## Entries taken from a collection
****************

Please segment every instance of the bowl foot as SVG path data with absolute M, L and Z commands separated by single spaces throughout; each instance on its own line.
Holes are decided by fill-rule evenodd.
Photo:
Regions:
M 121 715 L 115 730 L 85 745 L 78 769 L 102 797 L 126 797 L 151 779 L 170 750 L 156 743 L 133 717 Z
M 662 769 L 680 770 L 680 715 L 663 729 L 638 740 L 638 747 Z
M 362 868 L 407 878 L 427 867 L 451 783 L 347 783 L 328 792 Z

****************

## What to produce
Retype each record, matching it exactly.

## Your solution
Please segment every instance of the bowl foot as SVG path data with absolute M, L and Z commands separated by single spaces throughout; each instance on its own line.
Holes are decided by fill-rule evenodd.
Photo:
Regions:
M 121 715 L 115 730 L 85 745 L 78 769 L 102 797 L 126 797 L 151 779 L 170 750 L 156 743 L 133 717 Z
M 662 769 L 680 770 L 680 715 L 663 729 L 638 740 L 638 747 Z
M 362 868 L 407 878 L 427 867 L 451 783 L 347 783 L 328 792 Z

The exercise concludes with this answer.